**** Given data
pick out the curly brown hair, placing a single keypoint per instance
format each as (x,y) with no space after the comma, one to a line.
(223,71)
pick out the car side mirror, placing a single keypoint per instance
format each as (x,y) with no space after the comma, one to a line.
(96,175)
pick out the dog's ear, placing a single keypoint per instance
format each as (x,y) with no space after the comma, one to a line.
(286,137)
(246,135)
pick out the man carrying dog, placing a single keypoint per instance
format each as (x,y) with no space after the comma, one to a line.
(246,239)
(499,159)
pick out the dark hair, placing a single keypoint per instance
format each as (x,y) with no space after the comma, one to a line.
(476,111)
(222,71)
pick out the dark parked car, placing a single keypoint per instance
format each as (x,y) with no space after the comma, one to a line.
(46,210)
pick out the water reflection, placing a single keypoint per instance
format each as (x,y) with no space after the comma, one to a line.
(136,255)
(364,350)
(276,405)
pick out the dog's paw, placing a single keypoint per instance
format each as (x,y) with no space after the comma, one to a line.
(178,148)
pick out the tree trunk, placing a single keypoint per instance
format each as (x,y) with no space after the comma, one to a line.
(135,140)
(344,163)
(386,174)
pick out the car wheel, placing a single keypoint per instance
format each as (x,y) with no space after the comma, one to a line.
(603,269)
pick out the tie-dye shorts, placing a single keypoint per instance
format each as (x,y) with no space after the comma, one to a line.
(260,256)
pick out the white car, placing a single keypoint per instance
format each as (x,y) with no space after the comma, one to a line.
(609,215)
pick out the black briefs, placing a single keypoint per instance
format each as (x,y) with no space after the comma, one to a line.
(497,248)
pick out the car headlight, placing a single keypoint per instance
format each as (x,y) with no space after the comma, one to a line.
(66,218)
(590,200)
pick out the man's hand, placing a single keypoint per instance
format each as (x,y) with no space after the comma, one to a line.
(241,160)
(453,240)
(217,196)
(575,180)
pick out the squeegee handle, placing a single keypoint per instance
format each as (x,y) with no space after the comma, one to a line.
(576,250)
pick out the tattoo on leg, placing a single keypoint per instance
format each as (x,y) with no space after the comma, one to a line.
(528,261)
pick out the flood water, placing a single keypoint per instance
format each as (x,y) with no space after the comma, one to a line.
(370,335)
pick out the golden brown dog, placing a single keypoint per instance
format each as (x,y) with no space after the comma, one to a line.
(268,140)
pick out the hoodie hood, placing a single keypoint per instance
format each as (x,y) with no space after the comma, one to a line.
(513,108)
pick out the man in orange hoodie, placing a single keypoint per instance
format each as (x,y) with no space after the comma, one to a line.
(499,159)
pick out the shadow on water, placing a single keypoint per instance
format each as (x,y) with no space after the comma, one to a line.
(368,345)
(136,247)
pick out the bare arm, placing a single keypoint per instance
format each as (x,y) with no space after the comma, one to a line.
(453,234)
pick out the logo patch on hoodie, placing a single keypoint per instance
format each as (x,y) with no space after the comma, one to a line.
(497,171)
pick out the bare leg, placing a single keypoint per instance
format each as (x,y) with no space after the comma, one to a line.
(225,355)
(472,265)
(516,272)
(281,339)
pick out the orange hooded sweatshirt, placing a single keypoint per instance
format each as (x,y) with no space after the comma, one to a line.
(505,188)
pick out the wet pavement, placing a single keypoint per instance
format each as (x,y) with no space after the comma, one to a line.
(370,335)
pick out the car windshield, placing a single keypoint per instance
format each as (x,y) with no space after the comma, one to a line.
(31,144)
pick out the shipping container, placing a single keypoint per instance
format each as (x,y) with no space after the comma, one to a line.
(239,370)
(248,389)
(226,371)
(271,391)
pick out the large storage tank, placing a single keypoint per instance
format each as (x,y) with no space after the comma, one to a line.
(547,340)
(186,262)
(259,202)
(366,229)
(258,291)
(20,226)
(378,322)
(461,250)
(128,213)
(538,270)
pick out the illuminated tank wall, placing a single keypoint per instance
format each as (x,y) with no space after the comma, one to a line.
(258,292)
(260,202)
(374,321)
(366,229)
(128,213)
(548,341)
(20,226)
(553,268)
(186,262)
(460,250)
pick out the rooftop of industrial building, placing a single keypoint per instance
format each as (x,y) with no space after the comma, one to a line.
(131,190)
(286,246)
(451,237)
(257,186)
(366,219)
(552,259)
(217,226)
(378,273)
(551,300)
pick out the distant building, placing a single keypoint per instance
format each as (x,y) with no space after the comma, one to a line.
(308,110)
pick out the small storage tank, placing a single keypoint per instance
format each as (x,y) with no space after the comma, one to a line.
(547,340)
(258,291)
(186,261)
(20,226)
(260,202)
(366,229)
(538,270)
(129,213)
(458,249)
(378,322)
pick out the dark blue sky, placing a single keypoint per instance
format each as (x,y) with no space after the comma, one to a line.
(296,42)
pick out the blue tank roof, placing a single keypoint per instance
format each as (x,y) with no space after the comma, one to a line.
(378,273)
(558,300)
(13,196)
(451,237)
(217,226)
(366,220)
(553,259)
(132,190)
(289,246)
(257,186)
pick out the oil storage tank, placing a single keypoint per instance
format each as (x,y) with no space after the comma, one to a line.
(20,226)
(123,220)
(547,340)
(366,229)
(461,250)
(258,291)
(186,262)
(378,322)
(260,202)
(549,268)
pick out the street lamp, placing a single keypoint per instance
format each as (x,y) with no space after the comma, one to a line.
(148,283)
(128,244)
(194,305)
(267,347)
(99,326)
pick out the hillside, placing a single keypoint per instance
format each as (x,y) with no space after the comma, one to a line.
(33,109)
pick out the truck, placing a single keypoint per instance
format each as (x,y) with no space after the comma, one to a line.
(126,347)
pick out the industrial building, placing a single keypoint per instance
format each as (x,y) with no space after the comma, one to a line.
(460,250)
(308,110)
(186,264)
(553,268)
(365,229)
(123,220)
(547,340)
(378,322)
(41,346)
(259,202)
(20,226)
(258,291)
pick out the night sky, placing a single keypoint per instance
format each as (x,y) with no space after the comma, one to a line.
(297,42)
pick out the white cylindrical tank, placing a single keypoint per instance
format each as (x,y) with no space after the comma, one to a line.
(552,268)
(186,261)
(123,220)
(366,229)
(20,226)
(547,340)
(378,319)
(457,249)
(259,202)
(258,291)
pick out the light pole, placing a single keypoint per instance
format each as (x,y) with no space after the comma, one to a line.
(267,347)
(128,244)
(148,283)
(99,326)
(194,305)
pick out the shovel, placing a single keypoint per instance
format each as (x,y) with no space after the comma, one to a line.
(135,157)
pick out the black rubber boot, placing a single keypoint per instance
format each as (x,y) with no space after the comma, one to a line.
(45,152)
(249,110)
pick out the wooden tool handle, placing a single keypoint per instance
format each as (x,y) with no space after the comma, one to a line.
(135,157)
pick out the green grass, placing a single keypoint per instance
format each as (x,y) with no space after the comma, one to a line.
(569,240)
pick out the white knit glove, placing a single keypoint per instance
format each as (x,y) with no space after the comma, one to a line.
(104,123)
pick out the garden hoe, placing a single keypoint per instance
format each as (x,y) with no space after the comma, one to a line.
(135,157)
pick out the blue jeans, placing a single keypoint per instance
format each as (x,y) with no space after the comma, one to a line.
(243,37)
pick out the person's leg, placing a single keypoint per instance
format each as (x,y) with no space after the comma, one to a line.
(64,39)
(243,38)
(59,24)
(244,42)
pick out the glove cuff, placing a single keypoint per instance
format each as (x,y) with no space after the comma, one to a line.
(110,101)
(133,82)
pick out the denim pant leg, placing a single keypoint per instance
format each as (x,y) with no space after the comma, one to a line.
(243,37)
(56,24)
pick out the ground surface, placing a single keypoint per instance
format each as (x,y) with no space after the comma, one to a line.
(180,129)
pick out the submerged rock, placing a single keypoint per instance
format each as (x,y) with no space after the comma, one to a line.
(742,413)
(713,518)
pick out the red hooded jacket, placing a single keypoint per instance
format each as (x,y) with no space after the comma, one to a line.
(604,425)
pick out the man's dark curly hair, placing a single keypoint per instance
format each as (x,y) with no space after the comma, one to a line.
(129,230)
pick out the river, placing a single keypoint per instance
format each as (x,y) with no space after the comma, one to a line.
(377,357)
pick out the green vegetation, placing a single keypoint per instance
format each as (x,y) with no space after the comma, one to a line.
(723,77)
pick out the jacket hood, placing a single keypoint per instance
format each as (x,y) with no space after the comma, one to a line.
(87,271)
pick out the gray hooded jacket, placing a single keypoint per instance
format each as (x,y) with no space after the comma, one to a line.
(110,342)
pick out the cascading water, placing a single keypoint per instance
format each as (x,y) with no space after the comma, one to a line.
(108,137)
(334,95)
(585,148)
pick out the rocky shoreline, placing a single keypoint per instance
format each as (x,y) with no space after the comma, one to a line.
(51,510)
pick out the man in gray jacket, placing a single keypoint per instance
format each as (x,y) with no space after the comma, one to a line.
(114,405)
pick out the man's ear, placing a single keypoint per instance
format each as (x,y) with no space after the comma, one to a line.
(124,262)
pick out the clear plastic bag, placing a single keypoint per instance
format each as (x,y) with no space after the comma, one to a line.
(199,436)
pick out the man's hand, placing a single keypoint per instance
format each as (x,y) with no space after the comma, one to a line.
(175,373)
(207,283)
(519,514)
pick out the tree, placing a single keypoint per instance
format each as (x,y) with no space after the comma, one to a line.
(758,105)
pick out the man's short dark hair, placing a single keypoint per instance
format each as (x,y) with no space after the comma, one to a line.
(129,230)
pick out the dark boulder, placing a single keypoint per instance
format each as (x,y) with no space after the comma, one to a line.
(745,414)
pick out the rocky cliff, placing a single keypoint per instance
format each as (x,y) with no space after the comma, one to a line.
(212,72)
********
Work task — Scan the data above. Return every line with "tank" in it.

Expected answer —
pick out the large storage tank, placing a single keypoint per instance
pick out the illuminated tank wall, placing a single keypoint per instance
pick out the small storage tank, placing a single keypoint per instance
pick out the blue tank roof, placing a single keypoint per instance
pick out the oil storage tank, placing a single keypoint per instance
pick out the white cylindrical tank, placing a single keypoint per instance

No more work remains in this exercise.